Material for labeling with bounding boxes:
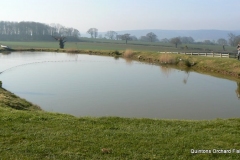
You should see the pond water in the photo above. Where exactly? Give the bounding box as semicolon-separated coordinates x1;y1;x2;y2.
0;52;240;119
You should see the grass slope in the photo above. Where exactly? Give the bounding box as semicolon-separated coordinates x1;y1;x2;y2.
0;89;240;160
0;107;240;159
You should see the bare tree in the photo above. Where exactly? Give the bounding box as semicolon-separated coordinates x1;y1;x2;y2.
52;36;66;49
121;33;131;44
170;37;182;48
146;32;157;42
87;28;98;38
217;38;227;45
105;31;117;39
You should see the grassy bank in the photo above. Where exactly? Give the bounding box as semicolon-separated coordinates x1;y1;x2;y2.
0;89;240;160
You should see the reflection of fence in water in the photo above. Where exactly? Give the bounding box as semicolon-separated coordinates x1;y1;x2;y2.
0;58;78;74
158;52;237;58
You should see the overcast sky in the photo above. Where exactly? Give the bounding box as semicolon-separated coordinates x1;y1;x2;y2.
0;0;240;33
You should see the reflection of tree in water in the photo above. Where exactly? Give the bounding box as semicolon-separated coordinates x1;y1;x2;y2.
160;66;172;77
235;82;240;99
183;71;190;84
124;58;133;65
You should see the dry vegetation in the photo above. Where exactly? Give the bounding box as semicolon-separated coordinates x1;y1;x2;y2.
123;49;134;58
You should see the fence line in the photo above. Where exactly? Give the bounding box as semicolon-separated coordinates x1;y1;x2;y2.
158;52;237;58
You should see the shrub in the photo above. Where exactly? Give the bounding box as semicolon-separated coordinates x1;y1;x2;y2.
159;54;177;64
123;49;134;58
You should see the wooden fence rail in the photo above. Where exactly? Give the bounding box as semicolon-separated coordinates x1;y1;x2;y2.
158;52;237;58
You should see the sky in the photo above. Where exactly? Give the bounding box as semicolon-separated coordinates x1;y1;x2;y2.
0;0;240;33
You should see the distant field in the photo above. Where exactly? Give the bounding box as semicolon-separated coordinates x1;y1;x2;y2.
0;38;236;52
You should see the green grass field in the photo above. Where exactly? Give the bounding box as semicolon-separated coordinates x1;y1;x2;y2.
0;42;240;160
0;39;236;52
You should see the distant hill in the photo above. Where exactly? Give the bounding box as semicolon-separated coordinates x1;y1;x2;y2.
95;29;240;41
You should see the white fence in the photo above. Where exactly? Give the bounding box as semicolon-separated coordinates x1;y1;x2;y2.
158;52;237;58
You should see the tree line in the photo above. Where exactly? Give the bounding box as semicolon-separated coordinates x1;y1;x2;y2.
87;28;240;47
0;21;240;47
0;21;80;41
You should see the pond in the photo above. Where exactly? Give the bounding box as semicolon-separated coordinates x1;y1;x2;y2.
0;52;240;120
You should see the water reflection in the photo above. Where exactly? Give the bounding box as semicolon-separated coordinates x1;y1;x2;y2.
0;52;240;119
235;82;240;99
160;66;172;77
183;71;190;84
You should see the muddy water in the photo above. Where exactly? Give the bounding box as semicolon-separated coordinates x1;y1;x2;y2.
0;52;240;119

Task directions:
Update all of the material above by changing "photo" to "image" and leaving everything else unchanged. Leave the pictures out of your answer.

Correct response:
You should see the pond water in the image above. Where exactly? Give the bounding box as semicolon-separated coordinates x1;y1;x2;y2.
0;52;240;119
You should see the grass slope in the image above. Where exactly? Give the bounding box as semicolon-separated coordinates x1;y1;x2;y2.
0;89;240;160
0;107;240;159
You should see the bare tree in the image above. Where exactly? Give the bounding box as semicolon-separated coordinates x1;y1;x2;y2.
52;36;66;49
121;33;131;44
170;37;182;48
146;32;157;42
87;28;98;38
217;38;227;45
105;31;117;39
You should see the grassy bank in the image above. Where exactly? Give the bounding box as semicolon-separated coordinates x1;y1;x2;y2.
0;89;240;160
You should see the reflection of fence in water in the image above. Where exactly? Give the bounding box as semicolon-separated coordinates x1;y1;x2;y2.
0;58;78;74
158;52;237;58
You should see the overcast sky in the image above. Where exactly? Give the bounding box as semicolon-separated coordinates x1;y1;x2;y2.
0;0;240;33
You should see the reflection of tree in water in the image above. Where exactly? Give the bounding box as semicolon-separated coordinates x1;y1;x2;y2.
160;66;172;77
235;82;240;99
183;71;190;84
124;58;133;65
You should see the dry vegetation in the image above. Where exactly? Give the bounding box as semicolon-separated coordinates x1;y1;x2;y2.
123;49;134;58
You should see the fence line in the image above. Where exactly? Give the bounding box as semicolon-separated coordinates x1;y1;x2;y2.
158;52;237;58
You should see the shrub in the image above. Where exactly? Give the bounding box as semicolon-separated coordinates x1;y1;x2;y2.
159;54;177;64
123;49;134;58
You should see the wooden fence rail in the image above. Where exactly? Give the bounding box as semicolon-separated coordinates x1;y1;x2;y2.
158;52;237;58
You should see the sky in the image above. Where exactly? Give the bounding box as semicolon-separated coordinates x1;y1;x2;y2.
0;0;240;33
You should see the distant field in the image above. Where exactly? Give the bounding box as semicolon-separated coordinates x1;y1;x2;y2.
0;38;236;52
You should see the green grass field in the image above. Where exactly? Give the bounding box as semicolon-separated coordinates x1;y1;x2;y2.
0;42;240;160
0;39;236;52
You should see the distant hill in the image above. Where exactly? Give the bounding box as semicolon-separated coordinates x1;y1;x2;y2.
95;29;240;41
You should see the white fence in the image above. Where exactly? Give the bounding box as semicolon-separated coordinates x1;y1;x2;y2.
158;52;237;58
You should see the tree line in the image above. Where exactly? Give the bounding box as semicolon-separated coordinates x1;y1;x2;y2.
87;28;240;47
0;21;240;47
0;21;80;41
You should see the pond in the image above. Where exactly? Give the bounding box as semicolon-separated coordinates x1;y1;x2;y2.
0;52;240;120
You should see the water reflection in the image above. Where exactly? Give the bounding box as semicolon-separated coordinates x1;y1;x2;y2.
0;52;240;119
235;82;240;99
160;66;172;77
183;71;190;84
You should see the muddy water in the image above. Where exactly? Give the bounding box as semicolon-separated coordinates x1;y1;x2;y2.
0;52;240;119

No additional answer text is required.